→ Entries from a point annotation set:
╔══

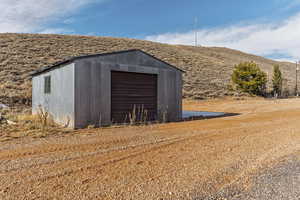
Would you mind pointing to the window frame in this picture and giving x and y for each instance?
(47, 84)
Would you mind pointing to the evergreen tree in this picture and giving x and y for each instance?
(249, 78)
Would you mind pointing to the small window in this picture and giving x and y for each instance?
(47, 85)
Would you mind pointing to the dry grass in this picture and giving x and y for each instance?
(27, 125)
(208, 69)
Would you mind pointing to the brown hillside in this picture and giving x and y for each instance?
(208, 70)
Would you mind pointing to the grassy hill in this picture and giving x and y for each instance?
(208, 69)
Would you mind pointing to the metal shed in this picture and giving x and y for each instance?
(102, 89)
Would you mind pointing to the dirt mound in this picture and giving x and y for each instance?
(208, 69)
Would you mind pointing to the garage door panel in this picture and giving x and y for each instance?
(133, 90)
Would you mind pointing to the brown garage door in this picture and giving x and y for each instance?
(133, 93)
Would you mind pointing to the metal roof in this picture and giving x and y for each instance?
(72, 59)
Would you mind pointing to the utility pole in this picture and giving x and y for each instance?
(196, 31)
(297, 69)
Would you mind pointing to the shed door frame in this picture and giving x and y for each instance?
(141, 73)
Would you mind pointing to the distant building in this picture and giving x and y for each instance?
(108, 88)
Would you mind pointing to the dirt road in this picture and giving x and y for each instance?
(187, 160)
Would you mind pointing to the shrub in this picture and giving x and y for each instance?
(248, 78)
(277, 80)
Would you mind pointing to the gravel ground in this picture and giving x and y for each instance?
(167, 161)
(281, 182)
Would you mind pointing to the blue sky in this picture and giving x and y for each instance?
(264, 27)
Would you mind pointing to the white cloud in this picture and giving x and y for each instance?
(281, 38)
(34, 15)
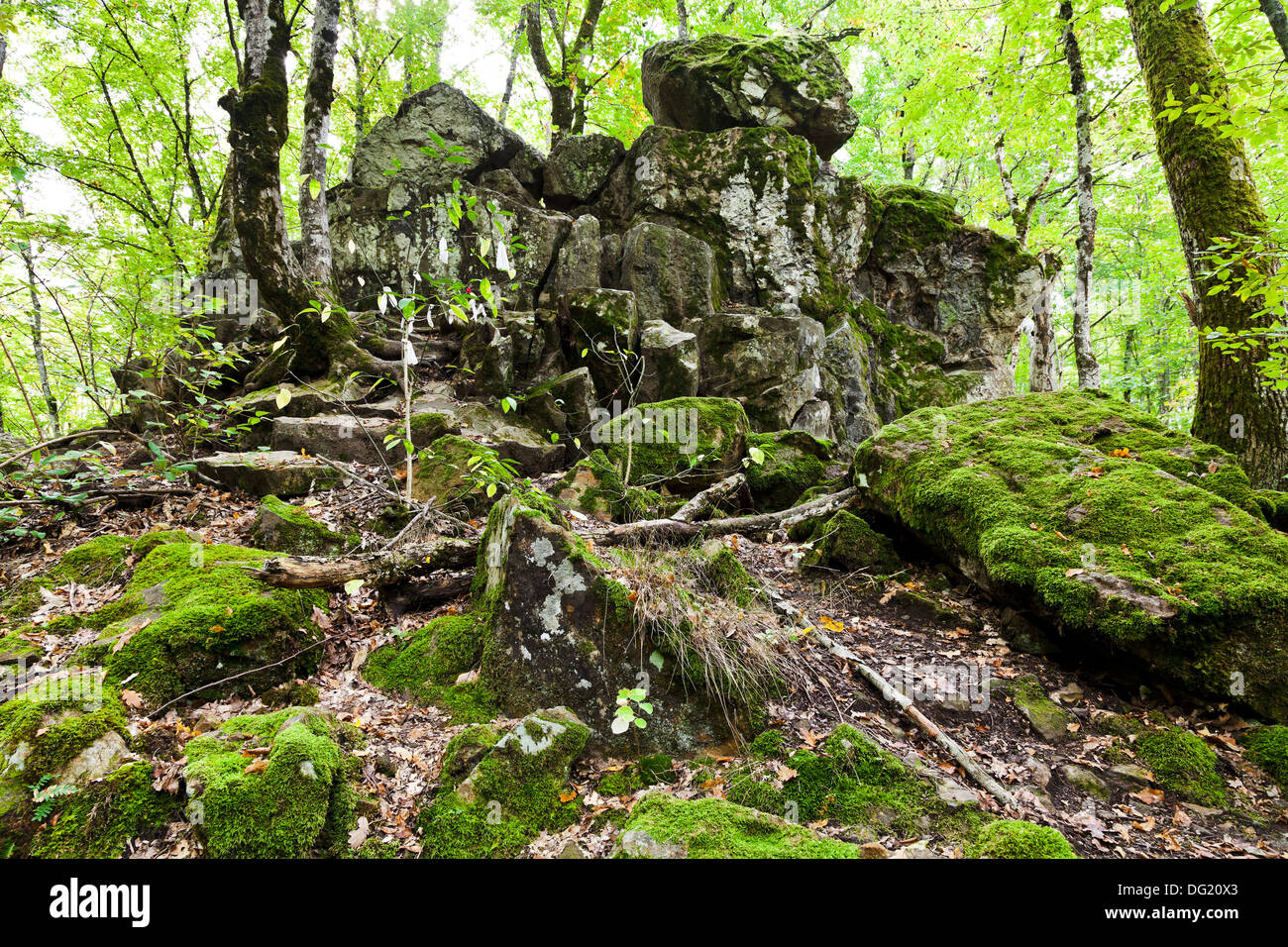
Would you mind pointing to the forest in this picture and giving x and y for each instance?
(595, 429)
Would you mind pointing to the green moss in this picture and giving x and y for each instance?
(845, 541)
(192, 615)
(1267, 748)
(301, 801)
(849, 781)
(1018, 839)
(717, 828)
(1184, 764)
(286, 528)
(1087, 508)
(428, 661)
(101, 818)
(794, 462)
(513, 791)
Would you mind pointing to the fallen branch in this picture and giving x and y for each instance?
(708, 497)
(377, 569)
(678, 530)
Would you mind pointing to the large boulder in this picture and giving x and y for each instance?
(790, 81)
(563, 629)
(408, 146)
(1138, 544)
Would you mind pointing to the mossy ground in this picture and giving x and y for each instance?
(292, 800)
(1090, 508)
(719, 828)
(1018, 839)
(1183, 764)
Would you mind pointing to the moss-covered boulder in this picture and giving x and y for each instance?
(1019, 839)
(662, 826)
(712, 82)
(1132, 540)
(64, 729)
(1184, 764)
(848, 780)
(785, 466)
(428, 663)
(456, 472)
(684, 444)
(1267, 748)
(193, 615)
(845, 543)
(286, 528)
(271, 785)
(562, 628)
(516, 789)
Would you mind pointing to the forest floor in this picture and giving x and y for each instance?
(889, 629)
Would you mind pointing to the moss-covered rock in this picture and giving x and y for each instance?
(286, 528)
(1131, 539)
(845, 541)
(850, 781)
(1267, 748)
(1183, 764)
(791, 462)
(1019, 839)
(662, 826)
(426, 664)
(192, 615)
(514, 791)
(65, 729)
(271, 785)
(684, 444)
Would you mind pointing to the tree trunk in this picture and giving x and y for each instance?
(1085, 356)
(317, 125)
(320, 335)
(1274, 11)
(1214, 197)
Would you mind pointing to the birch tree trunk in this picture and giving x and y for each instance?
(317, 125)
(1214, 197)
(1085, 356)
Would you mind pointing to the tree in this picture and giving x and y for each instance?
(563, 77)
(1085, 356)
(1215, 201)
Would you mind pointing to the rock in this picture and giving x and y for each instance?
(286, 802)
(669, 270)
(336, 437)
(791, 81)
(391, 150)
(191, 615)
(278, 474)
(969, 287)
(578, 169)
(284, 528)
(578, 265)
(765, 360)
(562, 628)
(1051, 722)
(1085, 781)
(684, 444)
(1019, 839)
(671, 367)
(662, 826)
(511, 792)
(563, 406)
(1155, 557)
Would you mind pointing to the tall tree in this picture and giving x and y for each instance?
(1085, 356)
(1215, 201)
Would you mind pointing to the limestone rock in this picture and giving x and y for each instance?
(790, 81)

╚══

Leave out the pictures and give the rest of the records again exactly.

→ EXERCISE OUTPUT:
Would you mind pointing to the window frame in this picture and giving x and y for each instance?
(47, 84)
Would you mind pointing to the evergreen tree in this picture and giving x and y for each instance?
(249, 78)
Would you mind pointing to the small window in this picture and giving x and y for each instance?
(47, 85)
Would you mind pointing to the dry grass in this picture and giving x and y for each instance?
(27, 125)
(208, 69)
Would you mind pointing to the brown hillside in this picture and giving x and y for each instance?
(208, 70)
Would you mind pointing to the grassy hill in this picture and giving x and y for each instance?
(208, 69)
Would you mind pointing to the metal shed in this picture and giving x and y for each instance?
(102, 89)
Would you mind pointing to the dirt mound in this picture and giving x and y for each instance?
(208, 69)
Would you mind pointing to the garage door panel in this picture and giving x and y for each instance?
(133, 90)
Would you mind pointing to the brown garage door in this picture and giving x and y for each instance?
(133, 93)
Would you mind pointing to the metal roof in this picture and giving x and y for each instance?
(72, 59)
Would you mind pointing to the utility pole in this picture and giving x and y for each instance?
(196, 31)
(297, 69)
Would you mind pointing to the shed door frame in this picture and giving x and y for each instance?
(141, 73)
Would you mind pointing to the distant building in this picture and giving x and y for each instance?
(108, 88)
Would you mind pointing to the dirt road in this picture and giving x and y for each instance?
(187, 160)
Would you mind pointing to the shrub in this picture and giving x and y for each instance?
(248, 78)
(277, 80)
Would you mind pointing to the gravel ground in this picture and giving x and y for each instance?
(167, 161)
(281, 182)
Would you mind pointing to the blue sky in this picture and giving x and y for each instance?
(264, 27)
Would you mind pointing to the white cloud in this picture and giving x and y for each instance?
(281, 38)
(34, 15)
Would you mind pointing to the forest in this picture and giving x and y for each instance?
(595, 429)
Would you mind pointing to the green moss in this picture and giving x and y for each instance?
(845, 541)
(192, 615)
(1267, 748)
(301, 801)
(849, 781)
(1018, 839)
(717, 828)
(1184, 764)
(286, 528)
(1087, 508)
(428, 661)
(101, 818)
(794, 462)
(513, 791)
Would you mind pointing to the fallen branch in this picture and giving x and y for each instance?
(708, 497)
(377, 569)
(678, 530)
Would you mind pointing to the large boulder in this picture and giving x and y for each instance?
(790, 81)
(563, 629)
(408, 146)
(1138, 544)
Would you mind pointing to the mossy ground in this picture and giving x and y for each instance?
(292, 800)
(1090, 508)
(719, 828)
(1018, 839)
(1183, 764)
Would you mind pointing to the moss-covered boulder in this picture and giving x and y for each instance?
(1019, 839)
(662, 826)
(712, 82)
(1132, 540)
(64, 729)
(1184, 764)
(848, 780)
(785, 466)
(428, 663)
(456, 472)
(684, 444)
(1267, 748)
(193, 615)
(845, 543)
(286, 528)
(271, 785)
(562, 628)
(516, 789)
Would you mind pointing to the forest floor in this picture and giving x and y for each instance?
(889, 629)
Would you mind pointing to the moss-covered rock in this picture and giving x and y for each instance?
(286, 528)
(1131, 539)
(845, 541)
(850, 781)
(1267, 748)
(1183, 764)
(791, 462)
(1019, 839)
(662, 826)
(426, 664)
(192, 615)
(514, 791)
(65, 729)
(271, 785)
(684, 444)
Would you mind pointing to the tree trunk in this picture and giving x and y for each instance?
(1085, 356)
(317, 125)
(320, 335)
(1274, 11)
(1214, 197)
Would you mind pointing to the birch tree trunk in this picture and giving x and y for each instance?
(317, 125)
(1214, 197)
(1085, 356)
Would you mind pointing to the tree in this picture and giving x and y for each instance?
(563, 77)
(1085, 356)
(1215, 201)
Would you mind pointing to the rock in this picture and giving x and y for each instance?
(286, 802)
(669, 270)
(336, 437)
(791, 81)
(391, 150)
(191, 615)
(278, 474)
(969, 287)
(578, 169)
(284, 528)
(578, 265)
(765, 360)
(562, 628)
(1051, 722)
(1085, 781)
(684, 444)
(1019, 839)
(671, 367)
(662, 826)
(511, 792)
(563, 406)
(1155, 557)
Would you mind pointing to the tall tree in this picture and giving x and y for each instance?
(1085, 356)
(1215, 201)
Would you mind pointing to the limestone rock in this picture and giving x and y for each instance?
(790, 81)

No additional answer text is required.